**Text section:**
EAST RUTHERFORD, N.J. — Dolphins quarterback Teddy Bridgewater is in the concussion protocol and was ruled out of Miami’s 40-17 loss to the New York Jets after leaving the game in the first quarter.
Bridgewater was put into the protocol after the booth ATC spotter ruled him a “no-go” after he took a hit on Dolphins’ opening offensive drive, in compliance with the NFL’s amended concussion protocol. Bridgewater passed his concussion evaluation, according to a source, but the booth ATC spotter believed he saw Bridgewater stumble and triggered the new ataxia addition to the “no-go” symptoms in the protocol.
The Dolphins said that Bridgewater also had an elbow injury.
Dolphins left tackle Terron Armstead also has been ruled out for the rest of the game after aggravating a toe injury that had him listed as questionable for Sunday’s contest.
Bridgewater was hit while attempting a pass on the Dolphins’ first offensive play of the game, when Jets cornerback Sauce Gardner got to him unblocked. The pass fell incomplete but was ruled intentional grounding in the end zone, resulting in a safety. Bridgewater was quickly taken to the medical tent before being escorted to the locker room by an unaffiliated neurotrauma consultant for a concussion evaluation.
He was ruled out after roughly 40 minutes in the locker room. Rookie seventh-round pick Skylar Thompson was the only quarterback remaining on the Dolphins’ active roster and was 19-of-33 passing for 166 yards and two turnovers — an interception and lost fumble.
Bridgewater was making his first start of the season in place of Tua Tagovailoa, who is in the concussion protocol after sustaining a concussion during Miami’s loss to the Cincinnati Bengals in Week 4. The Dolphins have not publicly established a timetable for Tagovailoa’s return, but he did not travel to New York with the team and was not placed on injured reserve.

**Apply what you read:**
**a.** Duplicate the Bridgewater article word for word, everything from "Dolphins left tackle" down to "and lost fumble.".
**b.** In the Bridgewater article, which Jets player reached Bridgewater unblocked on Miami's first offensive play?
**c.** Write the next part of the Bridgewater article, picking up after its final sentence.

**Supplied material:**
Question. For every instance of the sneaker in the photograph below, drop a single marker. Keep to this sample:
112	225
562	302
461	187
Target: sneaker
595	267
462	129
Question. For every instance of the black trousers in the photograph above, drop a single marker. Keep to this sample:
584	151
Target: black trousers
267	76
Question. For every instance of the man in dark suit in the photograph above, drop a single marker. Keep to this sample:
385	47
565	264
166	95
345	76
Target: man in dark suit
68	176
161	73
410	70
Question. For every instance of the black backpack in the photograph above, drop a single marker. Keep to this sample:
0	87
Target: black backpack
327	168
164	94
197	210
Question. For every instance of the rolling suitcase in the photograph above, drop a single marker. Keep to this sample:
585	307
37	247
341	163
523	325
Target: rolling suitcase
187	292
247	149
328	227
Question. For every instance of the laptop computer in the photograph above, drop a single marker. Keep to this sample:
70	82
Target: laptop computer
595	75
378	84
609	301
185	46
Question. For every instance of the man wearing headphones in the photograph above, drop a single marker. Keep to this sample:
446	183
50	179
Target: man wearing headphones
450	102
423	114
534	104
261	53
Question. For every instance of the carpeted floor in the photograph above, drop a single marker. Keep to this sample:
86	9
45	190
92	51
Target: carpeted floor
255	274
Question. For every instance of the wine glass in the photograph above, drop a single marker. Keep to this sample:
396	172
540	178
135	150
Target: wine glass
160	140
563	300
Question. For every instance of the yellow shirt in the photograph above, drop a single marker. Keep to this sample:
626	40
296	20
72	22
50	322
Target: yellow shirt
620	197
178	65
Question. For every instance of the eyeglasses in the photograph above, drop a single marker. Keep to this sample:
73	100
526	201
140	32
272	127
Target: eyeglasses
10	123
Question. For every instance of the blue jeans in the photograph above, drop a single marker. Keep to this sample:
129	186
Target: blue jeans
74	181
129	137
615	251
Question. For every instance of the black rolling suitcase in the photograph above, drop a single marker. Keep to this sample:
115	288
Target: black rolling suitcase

**Results in order:**
**a.**
Dolphins left tackle Terron Armstead also has been ruled out for the rest of the game after aggravating a toe injury that had him listed as questionable for Sunday’s contest.
Bridgewater was hit while attempting a pass on the Dolphins’ first offensive play of the game, when Jets cornerback Sauce Gardner got to him unblocked. The pass fell incomplete but was ruled intentional grounding in the end zone, resulting in a safety. Bridgewater was quickly taken to the medical tent before being escorted to the locker room by an unaffiliated neurotrauma consultant for a concussion evaluation.
He was ruled out after roughly 40 minutes in the locker room. Rookie seventh-round pick Skylar Thompson was the only quarterback remaining on the Dolphins’ active roster and was 19-of-33 passing for 166 yards and two turnovers — an interception and lost fumble.

**b.** Cornerback Sauce Gardner

**c.**
Wide receiver Cedrick Wilson Jr. is the Dolphins’ emergency quarterback.
The NFL recently amended its concussion protocol after a nearly two-week-long joint investigation with the NFL Players Association into the application of the protocol following an incident involving Tagovailoa. During the Dolphins’ game against the Buffalo Bills on Sept. 25, Tagovailoa hit his head on the ground and stumbled while trying to return to the huddle. The stumble was considered a display of gross motor instability, which is one of the protocol’s “no-go” symptoms that require a player be removed from a game without the possibility of returning.
Tagovailoa was immediately taken to the locker room for a concussion evaluation, but he informed both the team physician and the unaffiliated neurotrauma consultant jointly hired by the NFL and the NFLPA that a back and ankle injury caused him to stumble; the joint investigation found that Tagovailoa had previously reported both injuries before hitting his head on the ground.
Once it was determined that his observed instability was not neurologically caused, Tagovailoa passed his evaluation and was allowed to return to the game. However, neither the team physician nor the neurotrauma consultant examined his back during the evaluation, “but instead relied on the earlier examination conducted by other members of the medical staff.” The NFLPA exercised its right to terminate the neurotrauma consultant who performed Tagovailoa’s initial evaluation after the union found he made “several mistakes” during the process, beyond following the step-by-step process of the protocol, multiple sources told ESPN.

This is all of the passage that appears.